# RECORDS PROVIDED
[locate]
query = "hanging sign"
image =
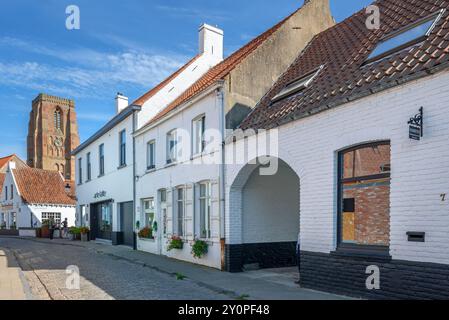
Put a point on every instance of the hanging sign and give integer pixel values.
(416, 128)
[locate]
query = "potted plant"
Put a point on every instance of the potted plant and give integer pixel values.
(84, 234)
(74, 233)
(146, 233)
(175, 243)
(199, 248)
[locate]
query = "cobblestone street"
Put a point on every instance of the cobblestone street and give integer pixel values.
(102, 276)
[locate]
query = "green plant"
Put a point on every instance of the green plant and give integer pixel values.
(146, 233)
(175, 243)
(84, 230)
(199, 249)
(180, 276)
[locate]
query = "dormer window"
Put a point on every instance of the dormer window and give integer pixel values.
(297, 86)
(405, 37)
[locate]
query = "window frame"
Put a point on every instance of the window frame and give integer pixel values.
(80, 170)
(208, 207)
(101, 160)
(122, 148)
(353, 248)
(172, 156)
(151, 156)
(436, 16)
(196, 140)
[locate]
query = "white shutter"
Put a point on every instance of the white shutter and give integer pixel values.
(215, 209)
(170, 211)
(188, 223)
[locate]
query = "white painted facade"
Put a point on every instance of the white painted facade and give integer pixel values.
(116, 185)
(187, 173)
(419, 176)
(15, 211)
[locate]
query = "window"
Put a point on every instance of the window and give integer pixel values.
(101, 159)
(151, 155)
(172, 143)
(57, 119)
(80, 171)
(122, 139)
(89, 167)
(364, 195)
(180, 201)
(297, 85)
(204, 208)
(54, 217)
(198, 127)
(404, 38)
(148, 209)
(163, 208)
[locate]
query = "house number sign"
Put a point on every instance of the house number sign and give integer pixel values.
(100, 194)
(416, 129)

# GOAL
Could you give every line of the records above as a JSON list of strings, one string per line, leaving out blank lines and the pictures?

# EXPECTED OUTPUT
[
  "[locate]",
  "query = \"hanging sign\"",
  "image =",
  "Put a point on every instance of the hanging sign and give integer pixel values.",
  "(416, 128)",
  "[locate]",
  "query = \"potted plant\"",
  "Put a point on every instance of the potted plant and give integer pixel values.",
  "(84, 234)",
  "(74, 233)",
  "(146, 233)",
  "(175, 243)",
  "(199, 248)",
  "[locate]",
  "query = \"cobblestone street\"",
  "Put a point on every instance of the cobblestone street and give integer pixel values.",
  "(102, 276)",
  "[locate]",
  "query = \"green plant\"",
  "Put a point on every instance of the green plant and give integer pixel values.",
  "(146, 233)",
  "(175, 243)",
  "(84, 230)",
  "(199, 249)",
  "(180, 276)",
  "[locate]",
  "query = \"dormer window\"",
  "Put a point on every instance of the dormer window and give integer pixel values.",
  "(297, 86)",
  "(405, 37)",
  "[locate]",
  "query = \"window frame\"",
  "Put a point on every instance of the window frame and give integer pixel values.",
  "(80, 170)",
  "(208, 207)",
  "(101, 160)",
  "(122, 148)",
  "(353, 248)",
  "(172, 156)",
  "(151, 156)",
  "(436, 16)",
  "(196, 140)",
  "[locate]",
  "query = \"white shutter\"",
  "Put a point on every instance of the white shutter and give integer pixel values.",
  "(215, 209)",
  "(170, 211)",
  "(188, 223)",
  "[locate]",
  "query = \"white painted facade\"",
  "Put a point on every instance of the white painted facade and give integer pixel values.",
  "(116, 185)",
  "(187, 173)",
  "(419, 176)",
  "(15, 211)",
  "[locate]",
  "query = \"window\"",
  "Put a point on every instance of the window and give integer pixel values.",
  "(101, 159)",
  "(151, 155)",
  "(172, 143)",
  "(57, 119)",
  "(80, 171)",
  "(122, 139)",
  "(89, 167)",
  "(364, 195)",
  "(180, 201)",
  "(297, 85)",
  "(204, 208)",
  "(54, 217)",
  "(198, 127)",
  "(404, 38)",
  "(148, 209)",
  "(163, 208)",
  "[locate]",
  "query = \"house number sign\"",
  "Put a point on every instance of the house number sign and give integer pixel values.",
  "(100, 194)",
  "(416, 129)"
]